WHAT YOU HAVE TO DO
Only the pictures should be left out; repeat the rest of the data exactly.

Records excerpted from a collection

..........

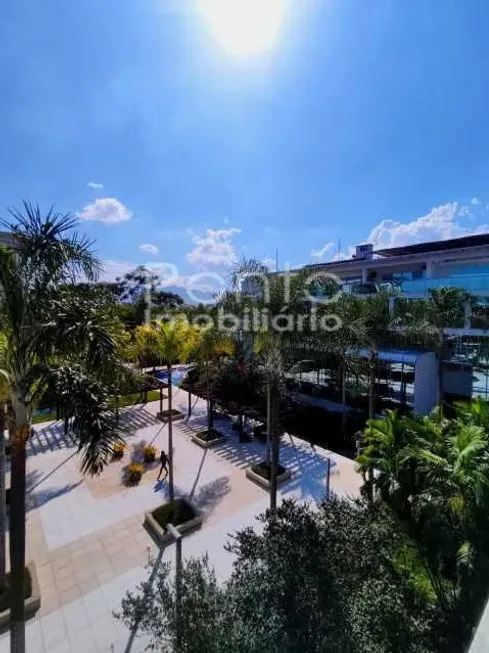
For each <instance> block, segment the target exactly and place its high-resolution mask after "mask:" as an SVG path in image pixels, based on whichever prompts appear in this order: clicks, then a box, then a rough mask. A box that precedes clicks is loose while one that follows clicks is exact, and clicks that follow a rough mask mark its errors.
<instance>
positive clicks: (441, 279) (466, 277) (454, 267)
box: [393, 265, 489, 295]
mask: <svg viewBox="0 0 489 653" xmlns="http://www.w3.org/2000/svg"><path fill="white" fill-rule="evenodd" d="M406 275H407V276H406ZM397 276H398V275H396V274H394V275H393V281H394V283H396V282H397V283H398V284H399V287H400V289H401V291H402V292H403V293H406V294H410V293H411V294H417V295H419V294H426V293H427V292H428V290H429V289H430V288H447V287H448V288H450V287H453V288H462V289H463V290H466V291H467V292H470V293H478V292H487V291H489V265H457V266H454V267H453V268H452V269H451V274H450V275H448V276H444V277H433V278H431V279H427V278H426V277H424V278H421V279H420V278H416V274H415V273H412V275H411V278H409V273H405V272H403V273H401V274H400V277H401V278H399V279H396V277H397Z"/></svg>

..........

ANSWER SECTION
For each <instance> block, segment the target exactly and place its high-resolution mask after "mask:" as an SVG path in image pixels, based on whichever prompts appear in this order: clicks, then a box, then a rough mask. A box that precedes clicks is loose while one that follows clicks is exact, and clicks that follow a rough mask mark its errors.
<instance>
positive clicks: (441, 279) (466, 277) (454, 267)
box: [393, 265, 489, 295]
mask: <svg viewBox="0 0 489 653" xmlns="http://www.w3.org/2000/svg"><path fill="white" fill-rule="evenodd" d="M406 275H407V276H406ZM397 276H398V275H396V274H394V275H393V281H394V283H396V282H397V283H398V284H399V287H400V289H401V291H402V292H403V293H406V294H410V293H411V294H417V295H419V294H426V293H427V292H428V290H429V289H430V288H447V287H448V288H450V287H453V288H462V289H463V290H466V291H467V292H470V293H478V292H487V291H489V265H457V266H454V267H453V268H452V269H451V274H450V275H448V276H444V277H433V278H431V279H427V278H426V277H424V278H421V279H420V278H416V274H415V273H412V275H411V278H409V273H405V272H403V273H401V274H400V277H401V278H399V279H396V277H397Z"/></svg>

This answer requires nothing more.